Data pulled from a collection
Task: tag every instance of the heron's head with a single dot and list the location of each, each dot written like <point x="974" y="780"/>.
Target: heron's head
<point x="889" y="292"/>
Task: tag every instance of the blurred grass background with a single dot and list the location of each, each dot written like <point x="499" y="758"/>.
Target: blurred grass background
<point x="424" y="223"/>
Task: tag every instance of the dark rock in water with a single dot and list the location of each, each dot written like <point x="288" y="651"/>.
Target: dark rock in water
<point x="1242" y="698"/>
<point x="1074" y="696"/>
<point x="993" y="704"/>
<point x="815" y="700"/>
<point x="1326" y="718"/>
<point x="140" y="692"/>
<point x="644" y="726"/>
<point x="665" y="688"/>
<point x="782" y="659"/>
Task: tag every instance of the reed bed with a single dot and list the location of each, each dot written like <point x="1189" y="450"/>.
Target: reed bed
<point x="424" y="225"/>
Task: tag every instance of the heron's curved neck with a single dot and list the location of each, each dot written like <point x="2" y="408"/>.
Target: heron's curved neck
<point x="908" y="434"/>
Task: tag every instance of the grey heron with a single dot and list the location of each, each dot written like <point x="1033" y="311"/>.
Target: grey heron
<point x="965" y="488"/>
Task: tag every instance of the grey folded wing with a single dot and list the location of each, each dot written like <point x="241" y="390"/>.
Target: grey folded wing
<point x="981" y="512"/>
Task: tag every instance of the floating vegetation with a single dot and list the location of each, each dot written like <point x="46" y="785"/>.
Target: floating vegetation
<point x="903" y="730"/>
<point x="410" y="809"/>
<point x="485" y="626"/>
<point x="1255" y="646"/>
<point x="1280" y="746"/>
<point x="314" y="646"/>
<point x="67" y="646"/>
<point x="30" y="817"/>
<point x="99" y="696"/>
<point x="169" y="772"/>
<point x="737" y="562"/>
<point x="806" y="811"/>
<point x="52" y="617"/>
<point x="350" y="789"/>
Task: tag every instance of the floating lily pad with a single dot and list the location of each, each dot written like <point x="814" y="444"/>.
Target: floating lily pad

● TASK INSTRUCTIONS: Present all of the records above as a numbered list, with any blank lines dropped.

● COMPLETE RESPONSE:
1. Task: tag every instance of the heron's head with a single dot and list the location of each, each dot written like <point x="974" y="780"/>.
2. Target: heron's head
3. <point x="889" y="292"/>
4. Task: tag every instance of the blurred grass background with a single dot and list the location of each, each dot written like <point x="499" y="758"/>.
5. Target: blurred grass background
6. <point x="424" y="223"/>
7. Task: tag every instance of the dark rock in water with a single dot and list the location of each, each dot written like <point x="288" y="651"/>.
8. Target: dark rock in water
9. <point x="1242" y="698"/>
10. <point x="1074" y="696"/>
11. <point x="993" y="704"/>
12. <point x="815" y="700"/>
13. <point x="1326" y="718"/>
14. <point x="140" y="692"/>
15. <point x="644" y="726"/>
16. <point x="665" y="688"/>
17. <point x="782" y="659"/>
18. Task: tag every instance of the reed bed with a single dot and list the location of each, each dot written like <point x="1189" y="450"/>.
19. Target: reed bed
20. <point x="424" y="225"/>
21. Task: tag every instance of the heron's curved neck with a single dot and list the location of each, each dot written like <point x="2" y="408"/>.
22. Target: heron's curved neck
23. <point x="908" y="434"/>
24. Task: tag every instance of the grey heron with a single dot and list the location of each, each dot written like <point x="1033" y="311"/>.
25. Target: grey heron
26. <point x="965" y="488"/>
27. Task: tag every instance of the grey folded wing with a single dot and list the location of each, each dot written like <point x="241" y="390"/>.
28. Target: grey folded wing
29. <point x="981" y="512"/>
30. Task: tag every instance of the floating vegetation with a single dot and list the location of each, each dot written like <point x="46" y="785"/>.
31. Target: floating vegetation
32. <point x="903" y="730"/>
33. <point x="410" y="809"/>
34. <point x="485" y="626"/>
35. <point x="1255" y="646"/>
36. <point x="1280" y="746"/>
37. <point x="314" y="646"/>
38. <point x="67" y="646"/>
39. <point x="30" y="817"/>
40. <point x="99" y="696"/>
41. <point x="169" y="772"/>
42. <point x="737" y="562"/>
43. <point x="806" y="811"/>
44. <point x="52" y="617"/>
45. <point x="350" y="789"/>
46. Task: tag every instance of the floating lily pad with a single dot and list the location of each, each dot written like <point x="814" y="444"/>.
47. Target: floating lily pad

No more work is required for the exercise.